» Provided data:
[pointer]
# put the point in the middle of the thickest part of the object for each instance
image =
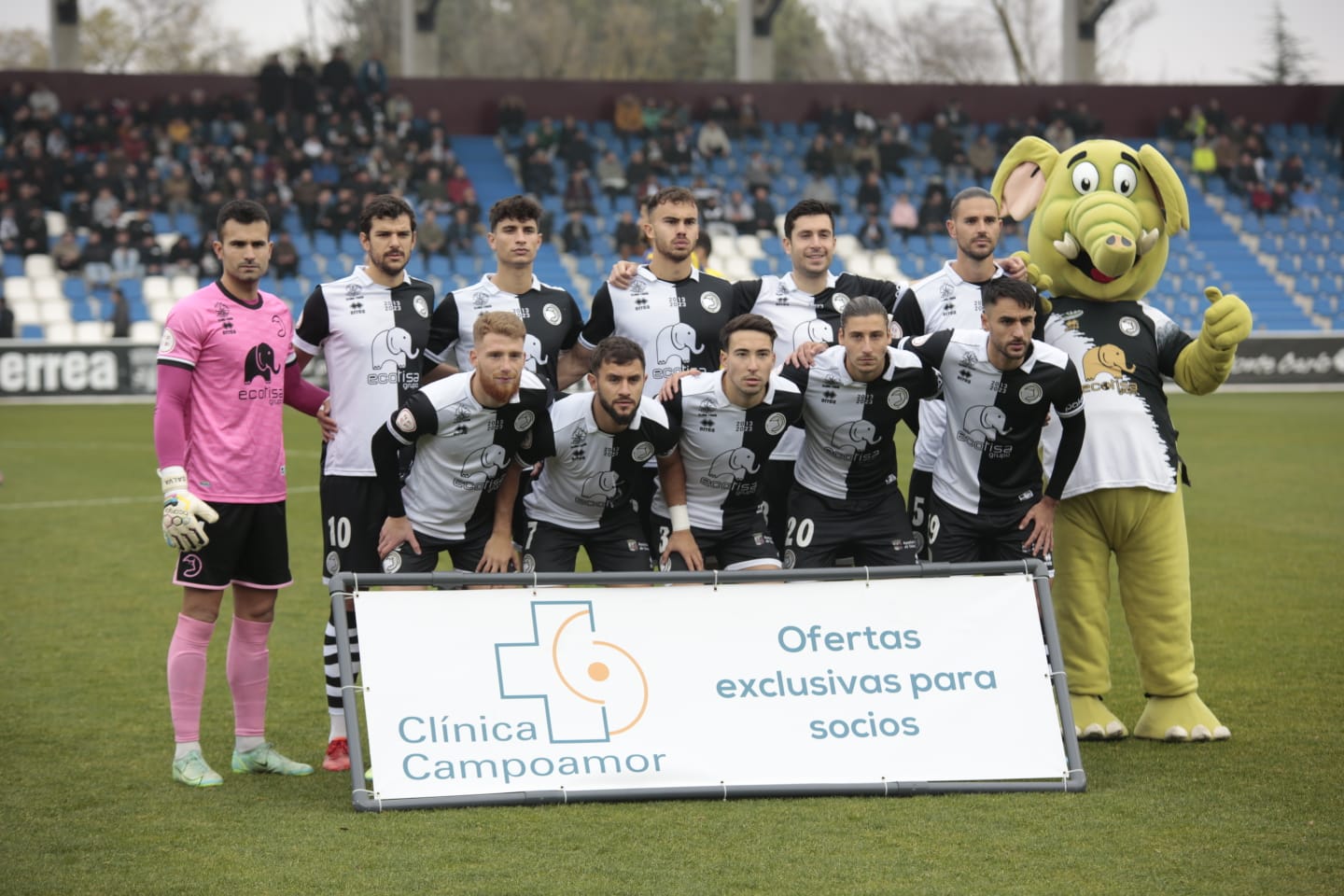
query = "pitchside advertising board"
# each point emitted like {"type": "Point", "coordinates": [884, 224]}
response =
{"type": "Point", "coordinates": [49, 371]}
{"type": "Point", "coordinates": [31, 370]}
{"type": "Point", "coordinates": [662, 688]}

» Directions for this task: Output the data exactly, pictures omitted.

» Expected answer:
[pointer]
# put the point in the middle of the thickest part of the object for each instance
image =
query = "pitchside advertising board"
# each point emitted like {"type": "Point", "coordinates": [884, 224]}
response =
{"type": "Point", "coordinates": [49, 371]}
{"type": "Point", "coordinates": [31, 370]}
{"type": "Point", "coordinates": [662, 688]}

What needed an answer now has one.